Records from a dataset:
********

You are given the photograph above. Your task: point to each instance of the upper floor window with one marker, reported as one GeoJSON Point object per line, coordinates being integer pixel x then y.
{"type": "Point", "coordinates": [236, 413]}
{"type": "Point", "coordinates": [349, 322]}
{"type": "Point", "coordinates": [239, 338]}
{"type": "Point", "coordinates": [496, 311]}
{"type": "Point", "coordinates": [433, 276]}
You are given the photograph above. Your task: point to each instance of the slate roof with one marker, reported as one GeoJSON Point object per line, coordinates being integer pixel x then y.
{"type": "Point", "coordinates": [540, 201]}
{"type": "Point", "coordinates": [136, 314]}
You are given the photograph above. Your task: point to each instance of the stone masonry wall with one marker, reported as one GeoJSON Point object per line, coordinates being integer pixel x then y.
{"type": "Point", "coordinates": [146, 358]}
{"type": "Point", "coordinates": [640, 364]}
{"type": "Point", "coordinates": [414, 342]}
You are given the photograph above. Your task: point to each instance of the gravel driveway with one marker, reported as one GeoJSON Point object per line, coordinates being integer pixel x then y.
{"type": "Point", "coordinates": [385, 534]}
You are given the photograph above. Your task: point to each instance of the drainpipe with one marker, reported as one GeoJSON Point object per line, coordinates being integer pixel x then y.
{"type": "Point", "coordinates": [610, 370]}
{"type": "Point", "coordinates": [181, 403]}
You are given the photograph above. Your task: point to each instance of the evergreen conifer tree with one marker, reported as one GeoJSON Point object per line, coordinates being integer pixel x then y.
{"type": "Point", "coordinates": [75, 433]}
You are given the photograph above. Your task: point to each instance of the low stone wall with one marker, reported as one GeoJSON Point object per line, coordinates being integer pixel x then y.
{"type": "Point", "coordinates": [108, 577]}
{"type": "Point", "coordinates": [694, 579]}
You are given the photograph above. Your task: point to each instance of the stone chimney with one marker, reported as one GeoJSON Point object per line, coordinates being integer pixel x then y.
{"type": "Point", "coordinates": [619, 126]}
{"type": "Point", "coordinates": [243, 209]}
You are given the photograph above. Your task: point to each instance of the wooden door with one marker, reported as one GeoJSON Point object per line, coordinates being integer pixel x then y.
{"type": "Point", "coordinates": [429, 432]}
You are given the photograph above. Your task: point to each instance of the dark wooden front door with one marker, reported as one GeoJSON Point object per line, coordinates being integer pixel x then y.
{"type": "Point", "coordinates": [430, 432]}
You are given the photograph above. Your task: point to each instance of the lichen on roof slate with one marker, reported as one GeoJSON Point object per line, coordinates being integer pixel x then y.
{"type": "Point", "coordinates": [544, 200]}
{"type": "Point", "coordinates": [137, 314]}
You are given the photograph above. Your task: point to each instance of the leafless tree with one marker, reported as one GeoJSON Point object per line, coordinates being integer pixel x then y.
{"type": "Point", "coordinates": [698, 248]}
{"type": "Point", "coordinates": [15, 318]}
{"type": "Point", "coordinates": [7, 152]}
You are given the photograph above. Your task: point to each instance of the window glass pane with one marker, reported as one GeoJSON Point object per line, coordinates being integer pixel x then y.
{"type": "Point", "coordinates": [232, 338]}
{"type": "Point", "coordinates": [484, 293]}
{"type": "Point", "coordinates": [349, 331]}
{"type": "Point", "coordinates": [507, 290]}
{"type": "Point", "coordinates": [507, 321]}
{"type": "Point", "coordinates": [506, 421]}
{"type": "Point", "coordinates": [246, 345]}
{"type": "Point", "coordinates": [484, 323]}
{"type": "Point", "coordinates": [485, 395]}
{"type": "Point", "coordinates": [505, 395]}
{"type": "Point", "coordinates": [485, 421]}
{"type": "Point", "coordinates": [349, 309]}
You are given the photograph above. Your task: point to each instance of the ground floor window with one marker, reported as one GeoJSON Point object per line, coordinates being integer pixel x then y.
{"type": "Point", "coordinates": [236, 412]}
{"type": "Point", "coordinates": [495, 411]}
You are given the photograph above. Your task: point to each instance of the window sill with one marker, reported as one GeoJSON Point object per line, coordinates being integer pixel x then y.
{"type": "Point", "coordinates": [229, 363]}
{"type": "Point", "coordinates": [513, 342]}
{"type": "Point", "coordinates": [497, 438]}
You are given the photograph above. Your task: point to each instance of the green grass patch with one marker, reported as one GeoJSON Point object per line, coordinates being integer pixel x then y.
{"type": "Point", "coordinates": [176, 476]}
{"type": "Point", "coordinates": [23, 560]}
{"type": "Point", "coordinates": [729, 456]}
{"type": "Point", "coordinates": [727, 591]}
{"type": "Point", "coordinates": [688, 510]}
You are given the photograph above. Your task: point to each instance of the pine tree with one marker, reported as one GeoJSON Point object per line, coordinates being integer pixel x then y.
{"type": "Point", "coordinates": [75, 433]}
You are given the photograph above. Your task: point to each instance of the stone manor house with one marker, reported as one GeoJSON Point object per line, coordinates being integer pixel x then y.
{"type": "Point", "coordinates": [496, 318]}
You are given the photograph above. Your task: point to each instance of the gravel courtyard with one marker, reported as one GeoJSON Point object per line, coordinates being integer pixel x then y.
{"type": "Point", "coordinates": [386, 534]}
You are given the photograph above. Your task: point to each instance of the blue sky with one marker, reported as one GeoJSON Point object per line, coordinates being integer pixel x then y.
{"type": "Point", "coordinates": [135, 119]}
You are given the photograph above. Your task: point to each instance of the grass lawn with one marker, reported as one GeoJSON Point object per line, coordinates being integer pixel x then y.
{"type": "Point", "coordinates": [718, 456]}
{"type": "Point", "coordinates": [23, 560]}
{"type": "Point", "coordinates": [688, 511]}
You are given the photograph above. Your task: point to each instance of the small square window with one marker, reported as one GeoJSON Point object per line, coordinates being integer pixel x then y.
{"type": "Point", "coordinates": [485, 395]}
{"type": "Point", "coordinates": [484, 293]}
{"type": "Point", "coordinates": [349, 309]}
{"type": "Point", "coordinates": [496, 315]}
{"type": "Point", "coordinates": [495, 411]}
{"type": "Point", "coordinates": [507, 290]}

********

* [Problem to work on]: Reproduce each record shown above without altering a single word.

* [Answer to this problem]:
You are given the photograph above. Your task: point to each instance of the upper floor window with one marker, reported as one GeoJSON Point object per line, coordinates being integer pixel x then y.
{"type": "Point", "coordinates": [236, 413]}
{"type": "Point", "coordinates": [349, 322]}
{"type": "Point", "coordinates": [239, 338]}
{"type": "Point", "coordinates": [496, 311]}
{"type": "Point", "coordinates": [433, 276]}
You are given the photograph above. Your task: point to each instance of the slate roof with one marker, reported as one GeoJSON Point object per line, coordinates being integer pixel x then y.
{"type": "Point", "coordinates": [540, 201]}
{"type": "Point", "coordinates": [136, 314]}
You are given the photograph above. Your task: point to each instance of the stone masonry wall with one marker, reported as one GeoJSON Point object per line, coordinates being integer pixel x then y.
{"type": "Point", "coordinates": [146, 358]}
{"type": "Point", "coordinates": [640, 364]}
{"type": "Point", "coordinates": [414, 342]}
You are given the photograph above. Your task: point to each instance of the gravel driveway with one marker, reported as one GeoJSON Point object per line, coordinates being integer pixel x then y.
{"type": "Point", "coordinates": [385, 534]}
You are given the photograph above. Your task: point to each instance of the drainpipe with one marker, reported as one GeoJSON Point object per line, coordinates being integer pixel x then y.
{"type": "Point", "coordinates": [610, 370]}
{"type": "Point", "coordinates": [181, 403]}
You are given the photograph above. Your task: point to each instance of the evergreen conifer tree with one marker, reported as one GeoJSON Point object per line, coordinates being integer pixel x then y.
{"type": "Point", "coordinates": [75, 433]}
You are given the photograph above. Your task: point to each instance of the low stone wall with one marker, reported as one GeoJSON Point object per line, coordinates being integer pixel x then y.
{"type": "Point", "coordinates": [108, 577]}
{"type": "Point", "coordinates": [694, 579]}
You are given the photograph above. Your task: point to each instance of the stone chimney with one marker, reported as one GeoJSON Point object per line, coordinates being integer pixel x then y.
{"type": "Point", "coordinates": [619, 126]}
{"type": "Point", "coordinates": [243, 209]}
You are given the photograph above. Your task: point to each instance of the wooden door with one marker, reported as one GeoJSON Point object per line, coordinates being integer pixel x then y.
{"type": "Point", "coordinates": [429, 432]}
You are given the photograph above. Your task: point to each instance of the dark wooden front door with one marker, reported as one GeoJSON Point object per line, coordinates being integer pixel x then y.
{"type": "Point", "coordinates": [430, 432]}
You are given the photograph above. Your task: point to each instance of the lichen on roof slate with one marker, reported as one GeoJSON Point object per line, coordinates being integer pixel x then y.
{"type": "Point", "coordinates": [544, 200]}
{"type": "Point", "coordinates": [137, 314]}
You are given the photograph above. Your task: point to each instance of the leafless tree with one marker, reported as one GeoJSON Point object per line, coordinates being integer pixel x then y.
{"type": "Point", "coordinates": [698, 248]}
{"type": "Point", "coordinates": [15, 318]}
{"type": "Point", "coordinates": [7, 152]}
You are given the photograph above. Your task: point to each instance of the window glass pane with one marker, reported as one GeoJSON Point object per line, coordinates being integer pixel x then y.
{"type": "Point", "coordinates": [232, 338]}
{"type": "Point", "coordinates": [484, 293]}
{"type": "Point", "coordinates": [349, 331]}
{"type": "Point", "coordinates": [507, 290]}
{"type": "Point", "coordinates": [507, 321]}
{"type": "Point", "coordinates": [506, 421]}
{"type": "Point", "coordinates": [246, 345]}
{"type": "Point", "coordinates": [484, 323]}
{"type": "Point", "coordinates": [485, 395]}
{"type": "Point", "coordinates": [505, 395]}
{"type": "Point", "coordinates": [485, 421]}
{"type": "Point", "coordinates": [349, 309]}
You are given the photograph above. Your task: point to each instance of the ground floor window with one marker, reported as one GeoJSON Point object per line, coordinates being integer pixel x then y.
{"type": "Point", "coordinates": [236, 412]}
{"type": "Point", "coordinates": [495, 411]}
You are given the photograph above. Your task: point to each instance of the window sill with one marker, reported as one GeoJSON Point object per line, coordinates being integer pixel x then y.
{"type": "Point", "coordinates": [229, 363]}
{"type": "Point", "coordinates": [513, 342]}
{"type": "Point", "coordinates": [497, 438]}
You are given the photograph above. Your task: point to each instance of the green grass patch with one marker, reported as one GeoJSON Point object per line, coordinates being integer pixel x then y.
{"type": "Point", "coordinates": [176, 476]}
{"type": "Point", "coordinates": [23, 560]}
{"type": "Point", "coordinates": [729, 456]}
{"type": "Point", "coordinates": [727, 591]}
{"type": "Point", "coordinates": [688, 510]}
You are given the photograph above. Your task: point to each instance of the pine tree with one marker, reported as one GeoJSON Point object per line, coordinates being integer pixel x then y.
{"type": "Point", "coordinates": [75, 433]}
You are given the photograph above. Your task: point to each instance of the stone manor house with one marker, reported as one GeoJSON Point object per line, coordinates being integer pixel x then y.
{"type": "Point", "coordinates": [496, 318]}
You are given the photograph above. Your task: point to each instance of the gravel courtyard with one marker, reported as one GeoJSON Point object per line, coordinates being integer pixel x then y.
{"type": "Point", "coordinates": [386, 534]}
You are given the photograph above. Your task: point to each instance of the blue sky with one marker, reported as one GeoJSON Point object per line, coordinates being integer pixel x then y.
{"type": "Point", "coordinates": [135, 119]}
You are given the photograph above. Your task: point to each instance of the grass lawn with one marker, reported as one GeoJSON Point object per line, coordinates being integer pixel x then y.
{"type": "Point", "coordinates": [718, 456]}
{"type": "Point", "coordinates": [23, 560]}
{"type": "Point", "coordinates": [688, 511]}
You are given the photograph above. Your task: point to each instance of the small square window with one marker, reported as one GeoJSON Point object per line, coordinates being integer pixel x then y.
{"type": "Point", "coordinates": [485, 395]}
{"type": "Point", "coordinates": [484, 293]}
{"type": "Point", "coordinates": [349, 309]}
{"type": "Point", "coordinates": [496, 315]}
{"type": "Point", "coordinates": [495, 411]}
{"type": "Point", "coordinates": [507, 290]}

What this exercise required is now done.